[Free-text object descriptions]
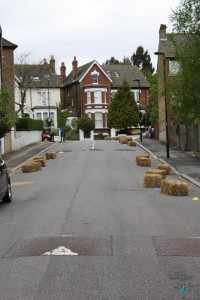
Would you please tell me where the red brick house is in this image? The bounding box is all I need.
[0,34,18,154]
[61,57,150,135]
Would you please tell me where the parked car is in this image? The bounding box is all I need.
[0,157,12,203]
[42,133,50,141]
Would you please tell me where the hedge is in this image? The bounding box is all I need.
[16,118,43,131]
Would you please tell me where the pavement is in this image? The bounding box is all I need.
[2,138,200,188]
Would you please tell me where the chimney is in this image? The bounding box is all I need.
[43,58,48,65]
[72,56,78,78]
[50,55,55,73]
[159,24,167,40]
[60,62,66,84]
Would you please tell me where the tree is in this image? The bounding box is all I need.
[57,103,70,127]
[131,46,155,73]
[105,57,122,65]
[76,116,95,138]
[169,0,200,124]
[0,85,16,139]
[108,80,139,130]
[14,52,43,117]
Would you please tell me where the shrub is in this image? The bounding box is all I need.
[16,118,43,131]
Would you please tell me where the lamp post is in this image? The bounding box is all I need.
[154,50,170,158]
[133,78,142,142]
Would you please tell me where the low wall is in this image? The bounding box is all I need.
[12,131,42,151]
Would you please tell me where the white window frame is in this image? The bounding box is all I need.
[95,112,103,128]
[94,91,102,104]
[87,91,91,104]
[37,91,51,106]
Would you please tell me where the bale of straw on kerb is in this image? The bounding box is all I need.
[128,141,136,147]
[161,179,188,196]
[33,157,46,167]
[21,162,42,173]
[112,137,120,141]
[145,168,167,179]
[126,137,132,141]
[46,152,57,160]
[157,164,171,175]
[144,174,163,188]
[135,154,149,163]
[137,157,151,166]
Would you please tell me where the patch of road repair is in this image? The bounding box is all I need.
[2,236,113,258]
[12,181,34,186]
[153,236,200,257]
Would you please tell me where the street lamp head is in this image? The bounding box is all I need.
[154,50,165,56]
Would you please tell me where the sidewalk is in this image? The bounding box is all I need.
[2,141,57,174]
[136,138,200,188]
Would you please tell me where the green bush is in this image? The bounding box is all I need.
[16,118,43,131]
[76,116,95,138]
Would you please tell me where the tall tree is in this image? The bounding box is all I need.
[108,80,139,130]
[0,85,16,138]
[57,103,70,127]
[169,0,200,124]
[131,46,155,73]
[105,57,122,65]
[14,52,43,117]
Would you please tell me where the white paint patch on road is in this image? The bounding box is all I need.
[58,151,65,154]
[92,141,95,150]
[43,246,78,256]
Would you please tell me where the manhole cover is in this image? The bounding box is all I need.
[153,237,200,257]
[2,236,113,258]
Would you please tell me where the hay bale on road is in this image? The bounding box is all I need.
[120,138,128,144]
[157,164,171,175]
[137,157,151,166]
[144,174,163,188]
[104,136,112,141]
[128,141,136,147]
[33,157,46,167]
[161,179,188,196]
[145,168,167,179]
[21,162,42,173]
[46,152,57,160]
[135,154,149,163]
[126,137,132,141]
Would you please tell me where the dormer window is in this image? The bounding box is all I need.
[91,70,99,84]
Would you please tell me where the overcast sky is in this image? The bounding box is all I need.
[1,0,180,74]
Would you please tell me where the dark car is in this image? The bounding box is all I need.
[0,157,12,203]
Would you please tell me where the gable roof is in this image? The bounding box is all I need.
[101,64,150,88]
[63,60,112,86]
[2,37,18,50]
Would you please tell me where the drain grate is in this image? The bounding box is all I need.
[153,237,200,257]
[2,236,113,258]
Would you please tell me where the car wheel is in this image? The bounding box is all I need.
[2,182,12,203]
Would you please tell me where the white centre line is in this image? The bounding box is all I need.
[92,141,95,150]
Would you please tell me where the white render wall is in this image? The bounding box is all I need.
[12,131,42,151]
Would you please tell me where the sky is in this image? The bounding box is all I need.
[1,0,180,74]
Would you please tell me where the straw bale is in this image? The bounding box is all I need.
[104,136,112,141]
[33,157,46,167]
[137,157,151,166]
[126,137,132,141]
[157,164,171,175]
[120,138,128,144]
[112,137,120,141]
[135,154,149,163]
[161,179,188,196]
[128,141,136,147]
[145,168,167,179]
[21,162,42,173]
[46,152,57,160]
[144,174,163,188]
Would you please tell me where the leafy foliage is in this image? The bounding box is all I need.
[169,0,200,124]
[131,46,155,73]
[16,117,43,131]
[57,103,70,127]
[108,80,139,130]
[76,116,95,138]
[0,85,16,138]
[105,57,122,65]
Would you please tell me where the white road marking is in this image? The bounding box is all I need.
[43,246,78,256]
[92,141,95,150]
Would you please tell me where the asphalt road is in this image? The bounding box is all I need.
[0,140,200,299]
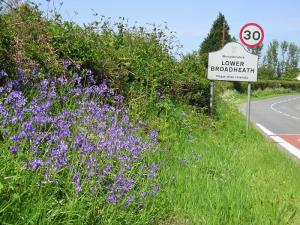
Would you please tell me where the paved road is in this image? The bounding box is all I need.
[241,94,300,158]
[246,94,300,134]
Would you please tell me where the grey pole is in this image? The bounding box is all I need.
[210,81,214,116]
[246,82,252,130]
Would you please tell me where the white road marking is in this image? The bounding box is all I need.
[270,97,300,120]
[256,123,274,135]
[256,123,300,160]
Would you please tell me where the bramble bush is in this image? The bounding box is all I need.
[0,1,210,114]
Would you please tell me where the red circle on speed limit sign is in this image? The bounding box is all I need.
[240,23,264,48]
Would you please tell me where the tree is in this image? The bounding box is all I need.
[279,41,288,75]
[287,42,300,68]
[248,45,263,66]
[263,40,300,78]
[264,40,279,77]
[199,13,232,54]
[199,13,232,67]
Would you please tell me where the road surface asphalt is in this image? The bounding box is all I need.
[240,94,300,157]
[243,94,300,134]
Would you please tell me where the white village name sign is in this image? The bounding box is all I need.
[208,42,258,82]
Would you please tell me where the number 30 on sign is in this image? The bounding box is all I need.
[240,23,264,49]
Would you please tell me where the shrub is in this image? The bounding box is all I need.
[282,67,299,80]
[172,74,210,111]
[258,66,276,80]
[0,2,211,113]
[175,52,211,110]
[252,87,293,97]
[233,80,300,93]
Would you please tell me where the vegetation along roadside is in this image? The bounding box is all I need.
[0,1,300,225]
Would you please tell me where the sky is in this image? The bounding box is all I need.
[34,0,300,56]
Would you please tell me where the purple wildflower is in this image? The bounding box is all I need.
[9,146,19,154]
[61,96,68,102]
[86,69,92,76]
[57,120,71,137]
[5,80,13,93]
[74,73,82,85]
[75,63,81,70]
[7,91,27,108]
[103,163,113,176]
[1,67,162,204]
[86,69,95,85]
[124,195,135,206]
[55,157,69,170]
[138,202,143,208]
[63,59,72,70]
[52,140,68,156]
[57,77,66,84]
[140,191,147,198]
[114,95,124,102]
[16,68,24,75]
[30,67,40,74]
[88,156,95,177]
[149,163,160,179]
[52,179,58,185]
[0,70,8,79]
[149,130,158,141]
[40,79,49,88]
[0,102,8,118]
[48,82,56,99]
[107,193,117,205]
[73,173,82,194]
[27,158,43,171]
[152,184,160,195]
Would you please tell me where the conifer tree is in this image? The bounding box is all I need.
[199,13,232,54]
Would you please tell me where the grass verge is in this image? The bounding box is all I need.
[147,97,300,225]
[2,86,300,225]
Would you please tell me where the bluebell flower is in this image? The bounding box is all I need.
[10,146,19,154]
[124,195,135,206]
[0,70,8,79]
[73,173,82,193]
[63,59,72,70]
[75,63,81,70]
[27,158,43,170]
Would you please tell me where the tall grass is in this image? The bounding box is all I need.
[144,98,300,225]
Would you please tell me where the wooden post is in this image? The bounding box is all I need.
[221,21,226,48]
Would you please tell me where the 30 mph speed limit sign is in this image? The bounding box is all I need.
[240,23,264,48]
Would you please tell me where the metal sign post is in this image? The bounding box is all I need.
[207,42,258,130]
[240,23,264,131]
[246,82,252,130]
[207,23,263,131]
[210,81,214,116]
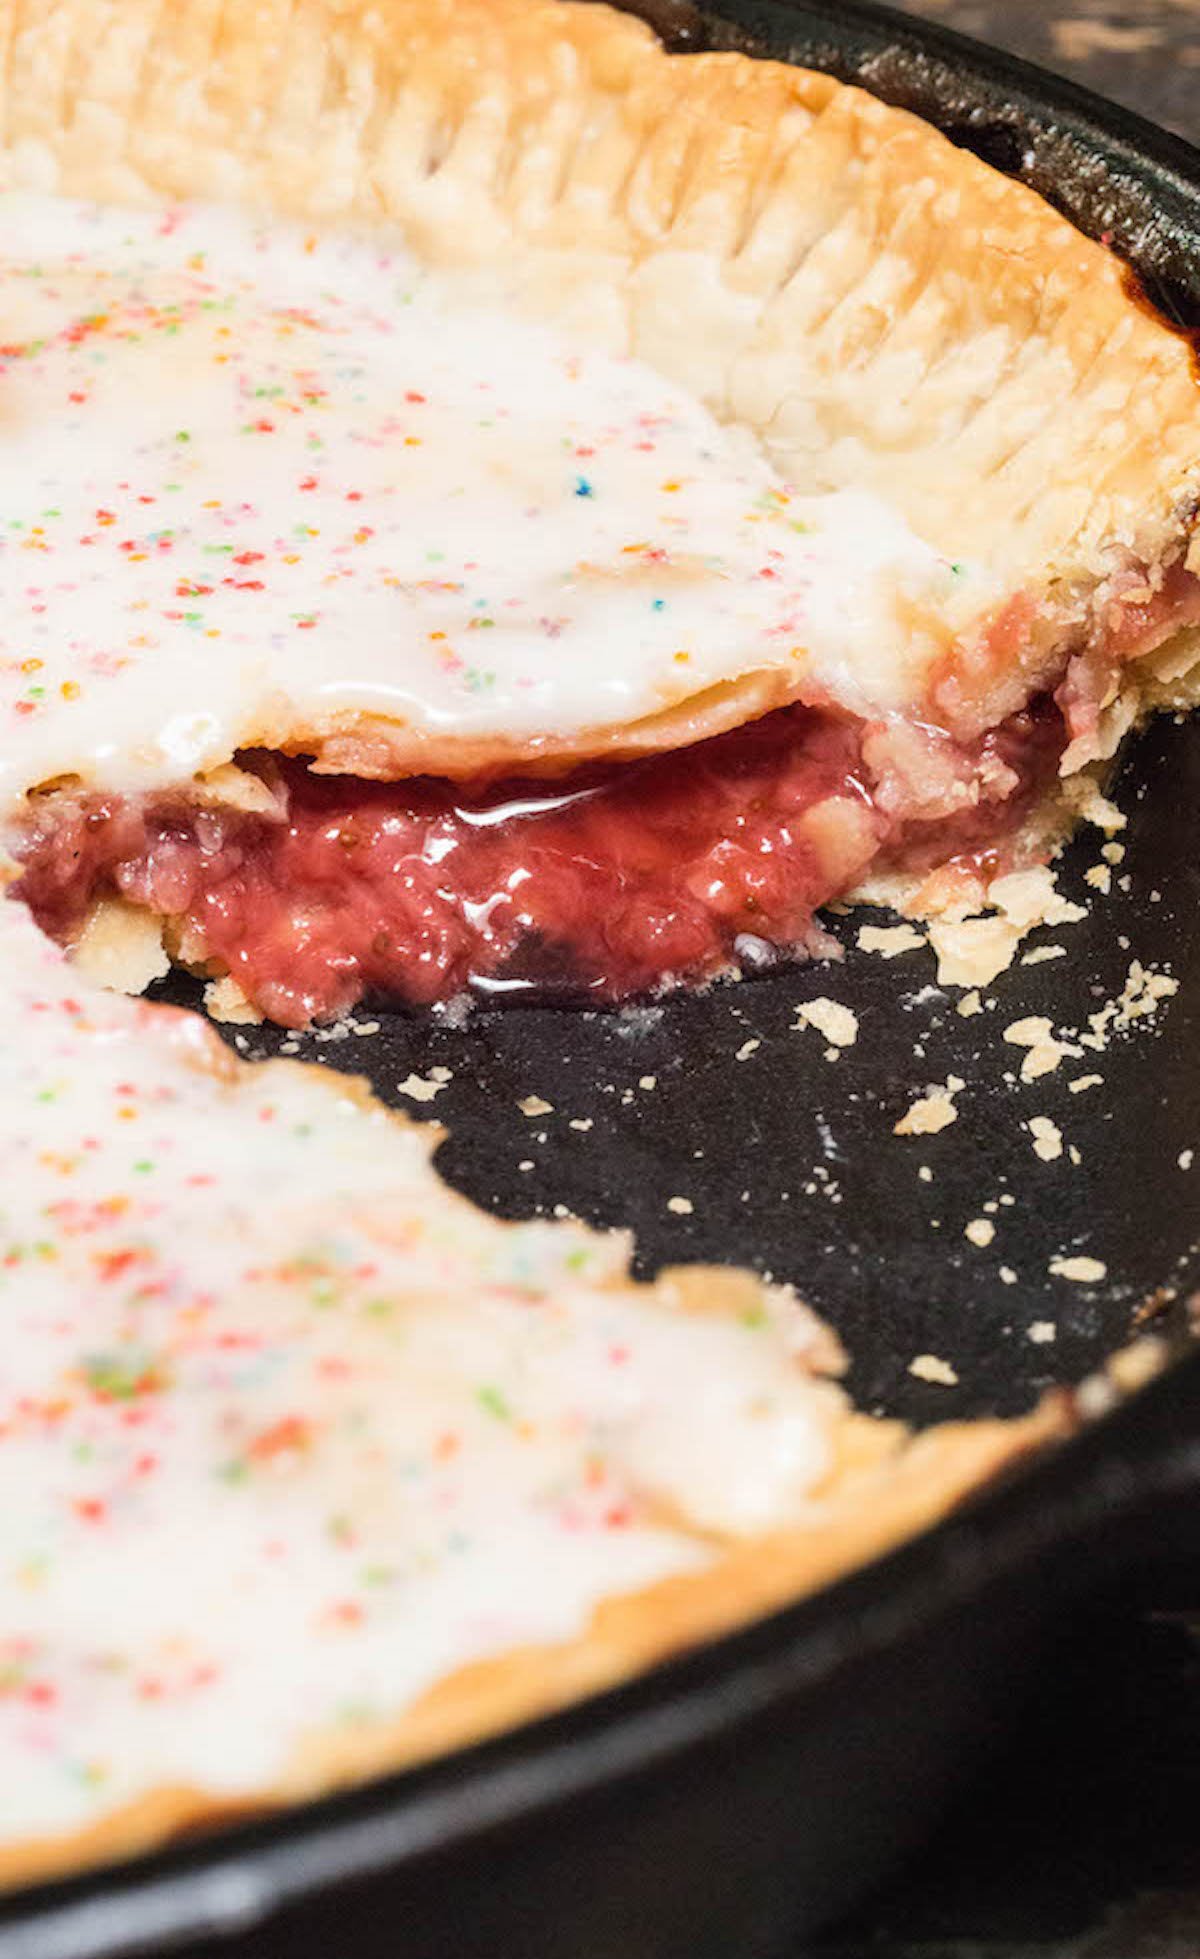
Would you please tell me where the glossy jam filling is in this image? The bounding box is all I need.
[12,702,1063,1027]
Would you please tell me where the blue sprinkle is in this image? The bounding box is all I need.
[574,476,594,498]
[651,597,665,611]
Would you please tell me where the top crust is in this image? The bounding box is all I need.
[1,0,1198,783]
[4,0,1196,573]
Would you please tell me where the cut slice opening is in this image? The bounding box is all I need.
[11,696,1067,1028]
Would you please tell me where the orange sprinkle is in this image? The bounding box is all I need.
[248,1415,313,1462]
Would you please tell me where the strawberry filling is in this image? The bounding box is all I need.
[12,701,1063,1027]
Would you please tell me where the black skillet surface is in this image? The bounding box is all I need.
[3,5,1200,1956]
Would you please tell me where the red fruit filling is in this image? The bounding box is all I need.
[11,701,1063,1028]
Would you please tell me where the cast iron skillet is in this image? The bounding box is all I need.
[4,4,1200,1953]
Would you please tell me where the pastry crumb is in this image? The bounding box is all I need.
[666,1195,694,1216]
[397,1071,451,1104]
[639,1075,658,1091]
[794,997,859,1048]
[999,1265,1018,1285]
[1079,961,1178,1053]
[1027,1115,1063,1162]
[1069,1073,1103,1094]
[518,1095,554,1117]
[72,899,171,996]
[1027,1320,1057,1344]
[894,1075,964,1136]
[909,1353,959,1386]
[1179,1149,1194,1170]
[203,974,260,1025]
[735,1038,761,1061]
[925,867,1086,988]
[956,989,983,1017]
[569,1117,594,1132]
[1049,1254,1107,1284]
[964,1217,994,1247]
[1002,1015,1081,1082]
[857,922,926,959]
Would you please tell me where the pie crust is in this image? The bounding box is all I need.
[0,0,1184,1889]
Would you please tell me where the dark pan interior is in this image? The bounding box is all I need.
[3,3,1200,1953]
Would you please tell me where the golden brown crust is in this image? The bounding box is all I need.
[2,0,1198,775]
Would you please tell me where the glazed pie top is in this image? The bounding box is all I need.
[0,0,1186,1889]
[0,0,1198,803]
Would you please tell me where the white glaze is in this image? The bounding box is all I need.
[0,195,995,806]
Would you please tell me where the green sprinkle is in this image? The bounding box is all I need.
[477,1384,512,1422]
[82,1351,162,1400]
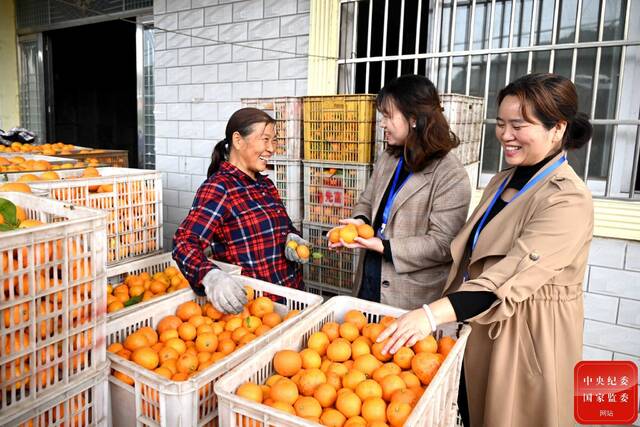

[YOUR TASK] Make an exact copy of only those lines that run from the line with "Would you please tell me where the glazed" through the end of the records, excluding pictures.

[ANSWER SECTION]
Would you please tell me where the glazed pie top is in this image? The bounding box is all I need.
[0,0,1186,1889]
[0,0,1198,803]
Would you please tell me where the white glaze is in this image? The bounding box is all I need.
[0,195,995,806]
Would you please tell me where the green sprinkle is in this image? The bounding box is all I need.
[477,1384,512,1422]
[82,1351,162,1400]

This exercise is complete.